● Short problem
From the items below, copy out each line that contains the string "blue".

● Given information
>>

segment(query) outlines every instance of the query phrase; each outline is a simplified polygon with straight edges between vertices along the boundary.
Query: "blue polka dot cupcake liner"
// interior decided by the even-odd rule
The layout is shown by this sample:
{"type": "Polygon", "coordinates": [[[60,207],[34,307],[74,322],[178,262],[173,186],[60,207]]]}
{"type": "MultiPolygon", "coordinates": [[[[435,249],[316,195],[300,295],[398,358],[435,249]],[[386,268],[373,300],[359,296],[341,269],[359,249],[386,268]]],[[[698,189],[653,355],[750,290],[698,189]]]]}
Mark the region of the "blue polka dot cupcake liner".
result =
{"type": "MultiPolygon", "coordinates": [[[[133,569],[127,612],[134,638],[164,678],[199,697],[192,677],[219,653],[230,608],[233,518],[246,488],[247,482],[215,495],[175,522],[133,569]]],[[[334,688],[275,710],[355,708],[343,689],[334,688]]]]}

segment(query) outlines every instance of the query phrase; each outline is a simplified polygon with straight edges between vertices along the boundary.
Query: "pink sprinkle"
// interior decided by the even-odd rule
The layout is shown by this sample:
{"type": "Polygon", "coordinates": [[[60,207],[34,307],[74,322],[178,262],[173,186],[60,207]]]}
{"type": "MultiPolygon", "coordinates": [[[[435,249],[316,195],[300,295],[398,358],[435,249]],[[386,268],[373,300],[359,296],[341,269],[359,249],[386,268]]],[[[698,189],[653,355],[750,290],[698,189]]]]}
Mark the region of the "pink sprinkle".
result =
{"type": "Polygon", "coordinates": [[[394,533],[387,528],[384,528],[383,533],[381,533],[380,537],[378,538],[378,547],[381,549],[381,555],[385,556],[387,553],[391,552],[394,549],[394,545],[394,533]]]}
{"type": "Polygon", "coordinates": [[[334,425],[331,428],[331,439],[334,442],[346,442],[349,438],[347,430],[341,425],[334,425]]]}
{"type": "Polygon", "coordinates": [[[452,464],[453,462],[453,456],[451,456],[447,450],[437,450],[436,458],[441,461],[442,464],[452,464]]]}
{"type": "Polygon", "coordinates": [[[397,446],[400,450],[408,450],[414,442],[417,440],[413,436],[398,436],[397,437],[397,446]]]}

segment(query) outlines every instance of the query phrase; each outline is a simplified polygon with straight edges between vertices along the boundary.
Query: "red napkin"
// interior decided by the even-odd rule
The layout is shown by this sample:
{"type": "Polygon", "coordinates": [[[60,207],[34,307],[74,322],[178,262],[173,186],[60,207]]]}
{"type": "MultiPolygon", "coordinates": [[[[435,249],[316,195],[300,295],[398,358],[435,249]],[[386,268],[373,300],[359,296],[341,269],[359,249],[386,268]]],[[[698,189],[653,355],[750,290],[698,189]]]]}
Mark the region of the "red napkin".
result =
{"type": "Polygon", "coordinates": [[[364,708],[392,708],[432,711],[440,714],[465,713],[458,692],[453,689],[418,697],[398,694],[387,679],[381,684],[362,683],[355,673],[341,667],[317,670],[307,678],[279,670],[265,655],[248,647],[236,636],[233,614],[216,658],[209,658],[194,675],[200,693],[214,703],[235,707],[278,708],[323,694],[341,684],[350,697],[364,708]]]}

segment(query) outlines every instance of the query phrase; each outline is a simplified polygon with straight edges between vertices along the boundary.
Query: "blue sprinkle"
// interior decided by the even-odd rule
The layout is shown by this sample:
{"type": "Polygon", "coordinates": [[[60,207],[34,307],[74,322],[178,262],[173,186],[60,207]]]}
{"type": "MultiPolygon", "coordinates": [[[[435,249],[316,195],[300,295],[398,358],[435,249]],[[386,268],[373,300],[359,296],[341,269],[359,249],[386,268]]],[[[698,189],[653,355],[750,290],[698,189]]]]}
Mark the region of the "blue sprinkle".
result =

<<

● Complete answer
Query: "blue polka dot cupcake liner"
Mark the region of the "blue polka dot cupcake liner".
Query: "blue sprinkle"
Mark the region of the "blue sprinkle".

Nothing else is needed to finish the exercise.